##### Records for the task

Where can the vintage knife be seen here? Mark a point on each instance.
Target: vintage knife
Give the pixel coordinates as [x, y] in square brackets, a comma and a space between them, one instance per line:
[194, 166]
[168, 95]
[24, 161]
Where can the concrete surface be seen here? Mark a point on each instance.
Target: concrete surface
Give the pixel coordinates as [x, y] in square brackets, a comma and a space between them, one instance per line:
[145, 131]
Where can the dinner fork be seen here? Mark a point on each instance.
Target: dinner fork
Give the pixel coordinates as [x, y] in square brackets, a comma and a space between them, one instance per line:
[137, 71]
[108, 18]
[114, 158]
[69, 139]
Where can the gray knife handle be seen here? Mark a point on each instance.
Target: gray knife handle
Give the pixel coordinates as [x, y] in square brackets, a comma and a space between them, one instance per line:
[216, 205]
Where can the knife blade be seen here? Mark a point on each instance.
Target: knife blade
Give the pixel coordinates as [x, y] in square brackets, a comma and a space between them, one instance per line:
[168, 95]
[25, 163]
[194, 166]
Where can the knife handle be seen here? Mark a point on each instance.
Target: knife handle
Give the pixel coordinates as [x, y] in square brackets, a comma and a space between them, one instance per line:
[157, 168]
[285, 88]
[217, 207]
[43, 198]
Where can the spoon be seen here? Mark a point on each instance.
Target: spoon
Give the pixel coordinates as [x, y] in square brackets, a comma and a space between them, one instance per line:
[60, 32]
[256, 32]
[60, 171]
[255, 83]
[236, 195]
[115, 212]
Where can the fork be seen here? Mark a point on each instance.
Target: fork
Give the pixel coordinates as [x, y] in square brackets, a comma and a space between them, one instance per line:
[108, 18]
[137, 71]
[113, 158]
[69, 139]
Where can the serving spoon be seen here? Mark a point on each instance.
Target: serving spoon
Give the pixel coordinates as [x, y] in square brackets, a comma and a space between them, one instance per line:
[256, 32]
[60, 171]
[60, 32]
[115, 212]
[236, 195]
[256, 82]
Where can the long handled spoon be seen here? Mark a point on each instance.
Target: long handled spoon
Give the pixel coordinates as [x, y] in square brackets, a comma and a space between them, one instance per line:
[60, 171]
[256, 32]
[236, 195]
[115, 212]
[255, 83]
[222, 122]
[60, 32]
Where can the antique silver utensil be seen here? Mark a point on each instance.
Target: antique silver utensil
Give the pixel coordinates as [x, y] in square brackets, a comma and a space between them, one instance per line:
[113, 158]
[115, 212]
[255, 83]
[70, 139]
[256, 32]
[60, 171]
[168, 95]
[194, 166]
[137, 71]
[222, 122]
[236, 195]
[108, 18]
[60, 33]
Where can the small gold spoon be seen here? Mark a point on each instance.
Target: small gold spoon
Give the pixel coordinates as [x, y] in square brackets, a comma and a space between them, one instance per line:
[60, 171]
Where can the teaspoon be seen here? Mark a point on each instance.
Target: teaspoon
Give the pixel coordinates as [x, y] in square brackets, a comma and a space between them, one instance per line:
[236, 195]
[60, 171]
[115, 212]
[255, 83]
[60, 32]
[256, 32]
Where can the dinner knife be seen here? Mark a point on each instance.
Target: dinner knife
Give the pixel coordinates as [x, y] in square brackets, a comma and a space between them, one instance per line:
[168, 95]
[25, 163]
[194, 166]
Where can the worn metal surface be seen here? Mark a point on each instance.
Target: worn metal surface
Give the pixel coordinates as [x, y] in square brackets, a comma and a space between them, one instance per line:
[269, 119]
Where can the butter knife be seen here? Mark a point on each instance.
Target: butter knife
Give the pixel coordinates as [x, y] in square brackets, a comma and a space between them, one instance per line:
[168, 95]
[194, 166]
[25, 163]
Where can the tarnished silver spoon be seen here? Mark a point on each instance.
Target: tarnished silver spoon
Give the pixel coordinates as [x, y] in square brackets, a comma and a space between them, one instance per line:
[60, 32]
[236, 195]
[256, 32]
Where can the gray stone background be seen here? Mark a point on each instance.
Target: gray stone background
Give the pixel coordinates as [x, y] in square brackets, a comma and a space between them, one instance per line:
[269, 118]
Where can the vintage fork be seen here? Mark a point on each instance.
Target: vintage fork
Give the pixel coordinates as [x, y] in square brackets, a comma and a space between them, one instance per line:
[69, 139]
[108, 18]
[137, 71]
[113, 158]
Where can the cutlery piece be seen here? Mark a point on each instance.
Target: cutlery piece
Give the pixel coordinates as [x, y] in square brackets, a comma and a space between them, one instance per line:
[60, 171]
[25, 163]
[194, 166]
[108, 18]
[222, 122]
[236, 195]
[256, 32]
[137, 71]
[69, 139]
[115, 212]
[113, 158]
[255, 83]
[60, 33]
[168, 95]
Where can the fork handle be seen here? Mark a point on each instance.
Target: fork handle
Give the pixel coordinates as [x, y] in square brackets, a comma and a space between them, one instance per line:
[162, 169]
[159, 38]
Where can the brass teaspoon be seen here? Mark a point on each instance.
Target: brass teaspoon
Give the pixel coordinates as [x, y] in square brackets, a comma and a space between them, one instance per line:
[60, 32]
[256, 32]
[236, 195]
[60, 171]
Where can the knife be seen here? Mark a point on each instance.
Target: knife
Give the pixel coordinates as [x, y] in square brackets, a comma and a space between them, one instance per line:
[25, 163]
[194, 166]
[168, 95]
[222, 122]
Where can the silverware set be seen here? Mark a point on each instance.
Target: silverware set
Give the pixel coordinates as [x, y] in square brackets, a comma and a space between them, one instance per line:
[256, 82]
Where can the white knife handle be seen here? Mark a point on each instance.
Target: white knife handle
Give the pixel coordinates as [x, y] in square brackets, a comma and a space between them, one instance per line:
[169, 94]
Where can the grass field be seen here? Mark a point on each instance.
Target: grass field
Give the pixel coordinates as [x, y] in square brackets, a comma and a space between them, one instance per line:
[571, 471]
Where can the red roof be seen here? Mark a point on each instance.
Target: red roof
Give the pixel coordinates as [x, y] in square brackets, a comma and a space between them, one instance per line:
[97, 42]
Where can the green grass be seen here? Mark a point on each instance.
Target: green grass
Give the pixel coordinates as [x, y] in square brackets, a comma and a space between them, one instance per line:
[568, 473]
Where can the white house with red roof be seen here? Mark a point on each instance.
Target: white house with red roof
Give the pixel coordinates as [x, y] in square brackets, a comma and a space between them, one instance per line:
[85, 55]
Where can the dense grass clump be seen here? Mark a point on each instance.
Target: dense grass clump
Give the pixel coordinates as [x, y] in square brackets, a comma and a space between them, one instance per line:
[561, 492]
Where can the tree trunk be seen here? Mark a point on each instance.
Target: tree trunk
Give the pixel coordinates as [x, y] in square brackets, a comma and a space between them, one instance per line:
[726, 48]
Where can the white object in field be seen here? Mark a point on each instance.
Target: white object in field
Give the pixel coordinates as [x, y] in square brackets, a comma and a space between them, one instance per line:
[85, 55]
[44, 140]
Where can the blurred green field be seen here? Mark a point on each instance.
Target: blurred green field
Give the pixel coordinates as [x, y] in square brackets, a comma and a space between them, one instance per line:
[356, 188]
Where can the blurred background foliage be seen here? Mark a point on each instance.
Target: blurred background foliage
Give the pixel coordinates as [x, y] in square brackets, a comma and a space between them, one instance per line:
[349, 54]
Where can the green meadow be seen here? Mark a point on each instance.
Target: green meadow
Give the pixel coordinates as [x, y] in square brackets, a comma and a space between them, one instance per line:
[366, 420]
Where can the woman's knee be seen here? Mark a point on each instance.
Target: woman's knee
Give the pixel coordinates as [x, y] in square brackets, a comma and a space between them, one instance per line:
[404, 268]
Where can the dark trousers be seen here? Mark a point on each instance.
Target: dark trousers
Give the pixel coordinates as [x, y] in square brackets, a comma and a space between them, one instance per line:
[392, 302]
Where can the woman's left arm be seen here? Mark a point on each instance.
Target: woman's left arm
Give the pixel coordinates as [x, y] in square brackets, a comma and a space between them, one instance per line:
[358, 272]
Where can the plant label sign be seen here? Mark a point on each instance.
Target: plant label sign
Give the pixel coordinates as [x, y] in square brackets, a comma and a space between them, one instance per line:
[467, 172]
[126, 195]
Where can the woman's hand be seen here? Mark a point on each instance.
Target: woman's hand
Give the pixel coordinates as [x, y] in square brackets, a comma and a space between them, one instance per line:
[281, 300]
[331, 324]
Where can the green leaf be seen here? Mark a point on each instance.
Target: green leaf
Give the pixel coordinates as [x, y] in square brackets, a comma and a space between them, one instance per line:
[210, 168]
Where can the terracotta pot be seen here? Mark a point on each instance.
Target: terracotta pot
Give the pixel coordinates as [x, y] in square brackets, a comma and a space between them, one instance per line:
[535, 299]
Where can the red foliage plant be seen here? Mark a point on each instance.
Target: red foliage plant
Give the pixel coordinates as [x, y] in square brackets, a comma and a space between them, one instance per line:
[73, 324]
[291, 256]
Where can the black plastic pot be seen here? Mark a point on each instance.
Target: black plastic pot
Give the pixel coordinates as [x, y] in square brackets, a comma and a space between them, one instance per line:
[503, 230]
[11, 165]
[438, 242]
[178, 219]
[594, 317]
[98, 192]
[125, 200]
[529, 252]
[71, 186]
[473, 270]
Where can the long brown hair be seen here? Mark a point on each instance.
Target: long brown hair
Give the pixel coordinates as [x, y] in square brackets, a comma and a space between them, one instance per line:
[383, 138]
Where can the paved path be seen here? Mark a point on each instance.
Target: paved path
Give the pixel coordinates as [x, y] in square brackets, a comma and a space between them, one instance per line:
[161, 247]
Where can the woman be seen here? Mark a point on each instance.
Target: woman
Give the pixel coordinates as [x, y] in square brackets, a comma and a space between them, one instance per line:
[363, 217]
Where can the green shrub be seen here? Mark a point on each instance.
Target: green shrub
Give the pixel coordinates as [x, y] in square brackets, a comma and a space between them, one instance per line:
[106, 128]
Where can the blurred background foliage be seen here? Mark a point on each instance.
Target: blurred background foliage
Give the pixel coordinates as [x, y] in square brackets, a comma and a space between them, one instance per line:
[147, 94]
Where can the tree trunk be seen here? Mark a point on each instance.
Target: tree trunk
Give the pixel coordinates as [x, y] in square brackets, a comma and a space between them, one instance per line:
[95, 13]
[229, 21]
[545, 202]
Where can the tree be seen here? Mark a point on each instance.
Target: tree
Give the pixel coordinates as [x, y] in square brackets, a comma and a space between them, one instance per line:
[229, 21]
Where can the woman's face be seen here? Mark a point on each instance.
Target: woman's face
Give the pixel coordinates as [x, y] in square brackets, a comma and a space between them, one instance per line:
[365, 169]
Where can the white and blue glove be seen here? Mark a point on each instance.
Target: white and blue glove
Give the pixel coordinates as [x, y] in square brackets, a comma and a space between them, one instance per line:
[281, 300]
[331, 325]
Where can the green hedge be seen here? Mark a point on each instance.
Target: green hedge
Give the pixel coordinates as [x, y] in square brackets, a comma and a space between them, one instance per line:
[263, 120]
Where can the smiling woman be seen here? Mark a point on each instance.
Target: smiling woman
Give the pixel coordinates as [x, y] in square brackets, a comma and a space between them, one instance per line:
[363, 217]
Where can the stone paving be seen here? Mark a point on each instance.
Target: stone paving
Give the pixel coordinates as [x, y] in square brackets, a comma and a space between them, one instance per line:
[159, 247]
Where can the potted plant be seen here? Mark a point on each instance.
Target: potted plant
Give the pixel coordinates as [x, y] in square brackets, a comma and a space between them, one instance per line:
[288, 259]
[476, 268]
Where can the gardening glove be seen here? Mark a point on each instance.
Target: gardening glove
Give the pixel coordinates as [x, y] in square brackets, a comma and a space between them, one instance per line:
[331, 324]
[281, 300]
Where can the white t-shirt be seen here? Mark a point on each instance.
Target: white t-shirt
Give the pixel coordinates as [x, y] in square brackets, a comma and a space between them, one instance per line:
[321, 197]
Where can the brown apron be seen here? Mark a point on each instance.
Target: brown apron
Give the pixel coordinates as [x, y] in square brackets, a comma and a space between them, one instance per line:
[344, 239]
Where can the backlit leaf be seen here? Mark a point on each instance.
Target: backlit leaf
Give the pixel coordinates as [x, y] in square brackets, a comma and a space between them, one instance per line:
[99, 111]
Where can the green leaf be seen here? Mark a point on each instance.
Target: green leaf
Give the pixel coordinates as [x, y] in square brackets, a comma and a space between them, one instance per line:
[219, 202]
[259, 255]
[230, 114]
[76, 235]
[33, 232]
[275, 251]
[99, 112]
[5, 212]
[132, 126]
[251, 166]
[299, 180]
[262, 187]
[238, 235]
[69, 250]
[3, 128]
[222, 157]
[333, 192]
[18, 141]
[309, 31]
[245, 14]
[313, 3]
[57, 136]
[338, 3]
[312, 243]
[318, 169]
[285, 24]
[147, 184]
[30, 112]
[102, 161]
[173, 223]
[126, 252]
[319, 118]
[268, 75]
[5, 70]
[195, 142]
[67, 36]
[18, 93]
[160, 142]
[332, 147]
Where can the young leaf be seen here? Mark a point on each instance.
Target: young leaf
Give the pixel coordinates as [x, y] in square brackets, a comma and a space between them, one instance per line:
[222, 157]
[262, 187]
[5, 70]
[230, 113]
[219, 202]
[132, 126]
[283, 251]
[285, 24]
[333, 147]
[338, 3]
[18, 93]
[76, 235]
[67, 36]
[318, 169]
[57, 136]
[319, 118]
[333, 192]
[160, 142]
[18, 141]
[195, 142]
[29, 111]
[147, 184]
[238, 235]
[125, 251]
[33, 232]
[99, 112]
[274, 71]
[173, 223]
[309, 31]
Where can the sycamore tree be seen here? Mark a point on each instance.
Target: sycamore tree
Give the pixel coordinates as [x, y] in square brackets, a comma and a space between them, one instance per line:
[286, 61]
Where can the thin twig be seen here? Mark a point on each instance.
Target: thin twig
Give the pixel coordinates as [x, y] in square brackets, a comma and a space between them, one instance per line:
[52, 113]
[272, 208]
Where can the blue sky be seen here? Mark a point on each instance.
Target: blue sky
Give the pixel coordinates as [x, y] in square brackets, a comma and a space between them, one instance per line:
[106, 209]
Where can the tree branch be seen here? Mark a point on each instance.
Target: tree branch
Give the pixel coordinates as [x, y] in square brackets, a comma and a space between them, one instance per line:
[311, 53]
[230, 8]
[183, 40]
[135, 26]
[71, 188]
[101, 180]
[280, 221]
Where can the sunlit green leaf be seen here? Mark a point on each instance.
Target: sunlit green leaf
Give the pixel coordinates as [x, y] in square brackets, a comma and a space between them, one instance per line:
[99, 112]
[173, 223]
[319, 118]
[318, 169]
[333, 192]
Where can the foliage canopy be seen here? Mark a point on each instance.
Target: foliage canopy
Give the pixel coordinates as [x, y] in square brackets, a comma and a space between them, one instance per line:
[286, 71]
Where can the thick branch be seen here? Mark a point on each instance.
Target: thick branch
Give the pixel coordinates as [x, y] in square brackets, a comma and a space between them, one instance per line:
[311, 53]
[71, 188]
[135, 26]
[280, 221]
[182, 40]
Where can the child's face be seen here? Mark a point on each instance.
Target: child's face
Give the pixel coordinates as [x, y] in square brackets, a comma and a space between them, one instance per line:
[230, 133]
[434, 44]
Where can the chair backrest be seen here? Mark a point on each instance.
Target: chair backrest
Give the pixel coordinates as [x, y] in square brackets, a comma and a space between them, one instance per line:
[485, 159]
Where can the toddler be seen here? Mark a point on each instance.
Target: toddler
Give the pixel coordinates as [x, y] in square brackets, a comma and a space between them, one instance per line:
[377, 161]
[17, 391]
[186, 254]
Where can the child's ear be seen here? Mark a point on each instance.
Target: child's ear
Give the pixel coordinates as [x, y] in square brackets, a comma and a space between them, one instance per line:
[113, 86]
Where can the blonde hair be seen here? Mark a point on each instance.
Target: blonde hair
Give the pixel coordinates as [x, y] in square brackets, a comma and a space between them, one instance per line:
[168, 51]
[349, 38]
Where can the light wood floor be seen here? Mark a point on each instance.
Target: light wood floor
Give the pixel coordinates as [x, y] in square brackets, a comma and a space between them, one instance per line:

##########

▸ **The request**
Exactly reproduce the lines from the one containing "Where can the child's ear" through the end of the records, and only those lines.

▸ **Exercise solution**
Where can the child's ear be seen here? Mark a point on each instance.
Target: child's ear
Give the pixel coordinates as [x, y] in square brackets, a comma and a space between them, one instance per line:
[113, 86]
Where can the blonde hair be seen here? Mark a point on each instance.
Target: blonde hair
Give the pixel coordinates as [x, y] in square brackets, a comma and a space between them, one instance per line:
[168, 51]
[349, 38]
Where can the light wood floor be seen here? Mark a point on each instance.
Target: light wood floor
Give the pixel coordinates as [x, y] in square brackets, a comma and a space between them, one instance per line:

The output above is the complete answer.